Текст для чтения:
Я попал в художественную школу сразу в третий класс, что соответствовало седьмому общеобразовательному. Я отставал от ребят, потому что они уже два года занимались, но старался изо всех сил догнать. Трудно было очень. Однажды педагог поставил натюрморт из геометрических фигур. Все рисовали как могли, а я растерялся, потому что никогда геометрических фигур не рисовал. Не мог собраться и понять, с чего начать, за что зацепиться. И навел такую грязь на бумаге, развел всякую чепуху, все стирал, стирал, стирал, и ничего у меня не получилось. Когда кончилось время урока, педагог по фамилии Барщ сказал: «Я не понимаю, как ты мог выдержать экзамен в нашу школу, когда ты совершенно не умеешь рисовать». А я возьми и скажи, что я не держал экзамен. И началось! «Ах, ты не держал экзамен? Значит, ты по блату поступил, понятно-понятно. А ты понимаешь, что ты поступил по блату, не умеешь рисовать, у тебя нет никаких данных для того, чтобы научиться? Вместо того чтобы принять какого-то способного мальчишку, взяли тебя, а парень остался ни с чем, хотя он как раз, наверное, заслужил бы это место. И не стыдно тебе?»
Добил меня своими словами совершенно. В другой раз педагог посадил натурщицу, пожилую даму в обыкновенной одежде. Мы должны были ее нарисовать за 15 минут. Барщ ушел, а через время вернулся посмотреть наши рисунки. Здесь я себя уже чувствовал совсем иначе – свободно, спокойно и уверенно, – потому что человеческих фигур нарисовал уже много. Получилось не хуже, чем у других, это точно. Барщ посмотрел и сказал: «А кто это тебе нарисовал?» Ребята подошли, стали заступаться, что я сам рисовал. Но Барщ не поверил: «Я понимаю, вы все хорошие друзья, порядочные. Настоящие друзья так и должны были сказать. Но он не мог нарисовать сам, так что не надо мне голову морочить».

Вопросы для ответа:
1. Определите, согласуются ли с рассказом о художественной школе утверждения (а), (б) и (в). Для каждого ответьте «да» или «нет» и приведите решающие слова текста в виде точной цитаты.
(а) Рассказчика приняли в художественную школу сразу в третий класс.
(б) Перед поступлением рассказчик сдавал вступительный экзамен.
(в) На рисунок натурщицы ученикам дали полчаса.
2. Какая фамилия была у педагога в рассказе о художественной школе?
3. Напишите продолжение рассказа о художественной школе, которое следует сразу за последней репликой Барща.
Записи для работы с текстом не понадобятся.

[Сохранённые записи данных]
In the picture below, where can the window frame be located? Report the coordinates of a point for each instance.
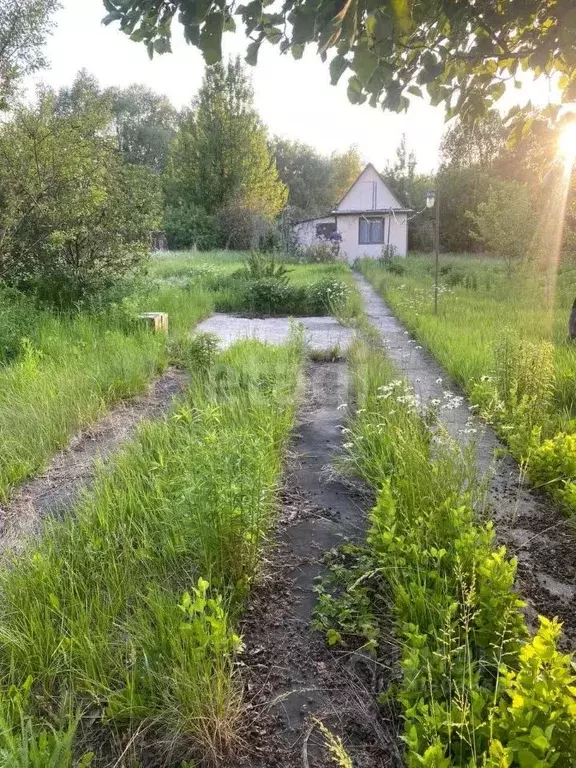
(369, 220)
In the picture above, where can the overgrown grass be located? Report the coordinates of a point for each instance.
(121, 618)
(498, 340)
(73, 369)
(476, 690)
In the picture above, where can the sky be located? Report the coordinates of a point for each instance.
(294, 98)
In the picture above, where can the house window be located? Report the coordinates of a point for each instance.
(371, 231)
(325, 230)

Ожидаемые ответы:
1.
(а) Да: «Я попал в художественную школу сразу в третий класс».
(б) Нет: «я не держал экзамен».
(в) Нет: «Мы должны были ее нарисовать за 15 минут».

2. Барщ.

3.
Я понял, что шансов остаться в школе никаких. Сейчас он мне двойку поставит, и меня выкинут из школы, а я полгода даже не проучился, и каждый день шел на занятие рисунком как на плаху. Каждый раз с такой тоской, с таким мучением! И вдруг снова произошло чудо: наш класс разделили на два, появился еще один преподаватель, Боков Василий Михайлович. Почему на два класса разделили, я тогда не интересовался. Думаю, потому что у нас многие хотели заниматься французским языком. Мы могли выбирать – немецкий или французский. Я, естественно, пошел к Бокову и изучал французский язык. Василию Михайловичу я навсегда остался благодарен, он был добрый, симпатичный человек и тепло отнесся ко мне. Я сразу стал прилично рисовать, о двойке уже не могло быть и речи, скорее – три с плюсом. И вдруг учитель пропал. Весь 1947 год он с нами занимался до конца, а потом просто пропал. Может быть, Боков по доносу попал в число жертв тогдашней антихудожественной кампании. Аресты шли все время, каждую ночь люди боялись, что ночью их заберут. Это был 1948 год. Время репрессий и разгромных кампаний в изобразительном искусстве, музыке, литературе. Два года назад вышло постановление ЦК о журналах «Звезда» и «Ленинград», где публиковали Зощенко и Ахматову. Их назвали подонками и пошляками. К живописи с обвинениями только приступили.